-------- 引用文 --------

結論 訂正を認める。 特許第3231285号の請求項に係る特許を維持する。 
理由 〔1〕本件特許及び本件特許異議事件の手続の経緯
本件特許第3231285号(以下「本件特許」という。)は、平成11年2月15日に出願されたものであって、平成13年9月14日に設定登録がされ、同年11月19日に特許公報に掲載されたものであり、これに対して、特許異議申立人・玉田修三より平成13年12月25日付けで特許異議の申立てがされ、その後、当審の取消理由通知に対して、平成14年11月8日付け訂正請求書により訂正請求がされたものである。

〔2〕訂正の適否についての判断
1.本件訂正請求は、本件特許の明細書を以下のとおり訂正するものである。
ア.特許請求の範囲の請求項1を、
「室内用空調機内に備えるドレンパンにて受ける水滴を該ドレンパンの排出パイプに接続されるドレンホースを介して外部に排出可能に構成し、前記ドレンホースの接続側端部にシール材を収容するための環状の凹部を形成し、その凹部を、前記ドレンホースの接続側端部が径方向外方側に突出され、かつ、前記シール材のホース長手方向の一端面を受け止める受部となる第1壁部と、この第1壁部の外側端部から径方向と直交する方向に延出され、かつ、前記シール材の厚み方向外面を受け止める受部となる第2壁部と、この第2壁部の遊端部から径方向内方側に延出され、かつ、前記シール材のホース長手方向の他端面を受け止める受部となる第3壁部とからなる断面形状ほぼ短形状に構成し、前記凹部に該凹部の形状に合わせたシール材を収容し、前記ドレンホースの接続側端部を前記排出用パイプに外嵌した状態において、前記ドレンホースの接続側先端部を前記排出用パイプに接触又は接触に近い状態に構成したことを特徴とするドレンホースの接続部構造。」

-------- 抽出データ --------

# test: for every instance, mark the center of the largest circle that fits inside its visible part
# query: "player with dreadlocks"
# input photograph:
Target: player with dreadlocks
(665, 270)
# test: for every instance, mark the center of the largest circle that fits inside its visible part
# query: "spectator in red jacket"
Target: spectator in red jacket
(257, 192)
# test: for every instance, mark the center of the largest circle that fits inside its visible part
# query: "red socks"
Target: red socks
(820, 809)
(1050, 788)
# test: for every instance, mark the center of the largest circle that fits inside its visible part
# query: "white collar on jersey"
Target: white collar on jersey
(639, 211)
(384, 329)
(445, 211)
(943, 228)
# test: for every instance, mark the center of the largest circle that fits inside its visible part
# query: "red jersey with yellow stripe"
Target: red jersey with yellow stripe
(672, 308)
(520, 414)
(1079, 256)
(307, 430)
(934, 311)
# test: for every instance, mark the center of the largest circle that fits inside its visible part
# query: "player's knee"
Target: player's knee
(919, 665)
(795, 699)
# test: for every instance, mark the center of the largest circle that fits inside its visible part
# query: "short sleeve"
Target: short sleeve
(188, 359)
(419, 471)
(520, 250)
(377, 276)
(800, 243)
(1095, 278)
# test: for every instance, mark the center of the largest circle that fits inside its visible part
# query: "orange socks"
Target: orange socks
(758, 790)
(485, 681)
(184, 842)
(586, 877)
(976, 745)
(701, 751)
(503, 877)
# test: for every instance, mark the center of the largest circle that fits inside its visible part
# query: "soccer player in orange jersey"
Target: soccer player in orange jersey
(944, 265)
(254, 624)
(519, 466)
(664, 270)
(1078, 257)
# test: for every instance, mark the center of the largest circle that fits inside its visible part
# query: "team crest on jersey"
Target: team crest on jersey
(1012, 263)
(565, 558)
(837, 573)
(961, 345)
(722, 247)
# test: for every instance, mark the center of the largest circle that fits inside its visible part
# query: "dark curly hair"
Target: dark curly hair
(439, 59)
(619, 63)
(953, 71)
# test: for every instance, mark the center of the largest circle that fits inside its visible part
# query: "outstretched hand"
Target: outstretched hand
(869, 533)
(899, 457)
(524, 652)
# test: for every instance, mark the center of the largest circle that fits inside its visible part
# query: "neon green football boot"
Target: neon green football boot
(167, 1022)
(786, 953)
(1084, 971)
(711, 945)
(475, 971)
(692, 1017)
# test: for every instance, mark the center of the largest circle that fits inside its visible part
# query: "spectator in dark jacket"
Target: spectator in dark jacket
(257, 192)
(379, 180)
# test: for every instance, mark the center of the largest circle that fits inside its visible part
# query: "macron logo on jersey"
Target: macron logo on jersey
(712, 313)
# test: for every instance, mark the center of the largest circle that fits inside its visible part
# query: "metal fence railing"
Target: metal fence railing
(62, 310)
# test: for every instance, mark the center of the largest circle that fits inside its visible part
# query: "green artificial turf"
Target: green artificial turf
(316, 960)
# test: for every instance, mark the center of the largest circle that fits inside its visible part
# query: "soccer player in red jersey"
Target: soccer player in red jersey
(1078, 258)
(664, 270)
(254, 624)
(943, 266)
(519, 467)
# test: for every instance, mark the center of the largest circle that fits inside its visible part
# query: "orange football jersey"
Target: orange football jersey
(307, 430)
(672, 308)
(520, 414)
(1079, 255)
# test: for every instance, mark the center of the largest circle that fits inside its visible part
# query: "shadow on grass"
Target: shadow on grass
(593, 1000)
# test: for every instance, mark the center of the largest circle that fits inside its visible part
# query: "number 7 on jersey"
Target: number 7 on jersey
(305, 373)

--------

* _演習課題_
引用文の「結論 訂正を認める。 特許第3231285号の請求項に係る特許を維持する。」から「1.本件訂正請求は、本件特許の明細書を以下のとおり訂正するものである。」までの部分を、「特許公報」を「公報」に置き換えて書き直せ。

* _課題の解答_
結論 訂正を認める。 特許第3231285号の請求項に係る特許を維持する。 
理由 〔1〕本件特許及び本件特許異議事件の手続の経緯
本件特許第3231285号(以下「本件特許」という。)は、平成11年2月15日に出願されたものであって、平成13年9月14日に設定登録がされ、同年11月19日に公報に掲載されたものであり、これに対して、特許異議申立人・玉田修三より平成13年12月25日付けで特許異議の申立てがされ、その後、当審の取消理由通知に対して、平成14年11月8日付け訂正請求書により訂正請求がされたものである。

〔2〕訂正の適否についての判断
1.本件訂正請求は、本件特許の明細書を以下のとおり訂正するものである。